__Problem to solve__.
Please rewrite the listing from the line with "Note: mark the long" through the end of the listing, substituting "image" for "photo" and leaving everything else unchanged. Omit the pictures from your answer.

** Start of Input material **

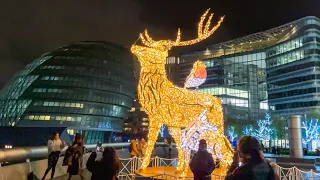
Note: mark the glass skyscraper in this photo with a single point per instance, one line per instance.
(85, 87)
(276, 70)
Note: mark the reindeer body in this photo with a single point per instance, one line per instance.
(173, 106)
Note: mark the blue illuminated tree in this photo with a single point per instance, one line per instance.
(264, 130)
(311, 130)
(247, 130)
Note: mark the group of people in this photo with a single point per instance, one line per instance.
(248, 163)
(137, 149)
(73, 158)
(106, 168)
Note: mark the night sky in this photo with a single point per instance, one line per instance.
(29, 28)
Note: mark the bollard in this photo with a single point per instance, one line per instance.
(295, 136)
(1, 171)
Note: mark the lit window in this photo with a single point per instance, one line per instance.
(132, 109)
(70, 131)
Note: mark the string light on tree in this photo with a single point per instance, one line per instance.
(311, 130)
(264, 130)
(248, 130)
(232, 135)
(176, 107)
(163, 127)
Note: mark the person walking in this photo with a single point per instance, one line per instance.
(55, 145)
(107, 168)
(133, 147)
(142, 147)
(254, 165)
(202, 163)
(78, 151)
(169, 141)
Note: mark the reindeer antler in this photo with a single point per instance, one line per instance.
(203, 33)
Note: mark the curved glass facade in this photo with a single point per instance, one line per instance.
(84, 86)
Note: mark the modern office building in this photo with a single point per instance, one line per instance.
(276, 68)
(87, 87)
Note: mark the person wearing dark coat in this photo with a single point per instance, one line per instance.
(107, 168)
(254, 165)
(202, 163)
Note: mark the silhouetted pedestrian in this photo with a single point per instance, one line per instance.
(255, 166)
(55, 145)
(202, 163)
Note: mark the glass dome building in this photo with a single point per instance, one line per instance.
(85, 87)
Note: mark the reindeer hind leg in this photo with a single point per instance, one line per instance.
(154, 129)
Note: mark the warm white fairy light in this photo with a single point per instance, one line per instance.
(197, 76)
(231, 133)
(168, 104)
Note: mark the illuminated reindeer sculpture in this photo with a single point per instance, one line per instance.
(168, 104)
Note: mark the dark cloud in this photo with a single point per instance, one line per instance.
(30, 28)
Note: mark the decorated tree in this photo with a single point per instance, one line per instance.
(232, 134)
(163, 127)
(264, 130)
(280, 129)
(247, 130)
(311, 130)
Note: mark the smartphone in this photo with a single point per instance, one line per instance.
(99, 146)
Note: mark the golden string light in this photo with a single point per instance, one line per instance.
(176, 107)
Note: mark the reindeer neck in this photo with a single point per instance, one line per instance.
(158, 69)
(153, 74)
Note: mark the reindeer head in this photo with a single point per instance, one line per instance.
(160, 48)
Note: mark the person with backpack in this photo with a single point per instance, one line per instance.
(254, 165)
(202, 163)
(133, 147)
(55, 145)
(75, 159)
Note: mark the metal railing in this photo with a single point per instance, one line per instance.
(129, 167)
(23, 153)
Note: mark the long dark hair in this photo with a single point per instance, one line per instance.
(53, 135)
(249, 145)
(77, 139)
(110, 157)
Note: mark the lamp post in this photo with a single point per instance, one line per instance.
(295, 136)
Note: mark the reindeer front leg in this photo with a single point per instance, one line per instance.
(176, 134)
(154, 128)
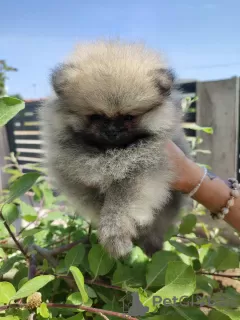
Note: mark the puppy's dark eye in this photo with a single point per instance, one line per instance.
(96, 117)
(128, 117)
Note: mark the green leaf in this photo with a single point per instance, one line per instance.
(2, 254)
(136, 257)
(156, 269)
(74, 256)
(30, 232)
(76, 298)
(78, 316)
(32, 286)
(8, 264)
(9, 107)
(10, 213)
(22, 185)
(226, 259)
(122, 275)
(79, 279)
(7, 291)
(180, 281)
(100, 262)
(189, 251)
(28, 213)
(10, 317)
(216, 315)
(187, 224)
(232, 314)
(205, 284)
(189, 313)
(54, 216)
(90, 292)
(43, 311)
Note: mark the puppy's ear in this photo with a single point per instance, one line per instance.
(59, 78)
(165, 79)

** End of Input material **

__Result__.
Note: mark the long dark hair in this image with a single point per instance, one line per instance.
(53, 135)
(249, 145)
(77, 139)
(110, 157)
Note: mark the lamp post in this image with a single point per instance, one line per instance.
(295, 136)
Note: mark the reindeer front leg in this image with a single point per instance, one line per instance.
(176, 134)
(154, 128)
Note: mark the puppy's dark eye in this image with a single point per instance, one line per instance.
(96, 117)
(128, 117)
Note: mark the green leaf in this image with a single point per instance, one line per instance.
(2, 254)
(136, 257)
(156, 269)
(74, 256)
(30, 232)
(76, 298)
(78, 316)
(32, 286)
(8, 264)
(9, 107)
(10, 213)
(22, 185)
(226, 259)
(122, 275)
(79, 279)
(7, 291)
(180, 281)
(100, 262)
(189, 251)
(28, 213)
(10, 317)
(216, 315)
(187, 224)
(232, 314)
(205, 284)
(189, 313)
(54, 216)
(90, 292)
(43, 311)
Note: mark the puppy's ear in this image with a single point per instance, one line per instance.
(59, 78)
(165, 79)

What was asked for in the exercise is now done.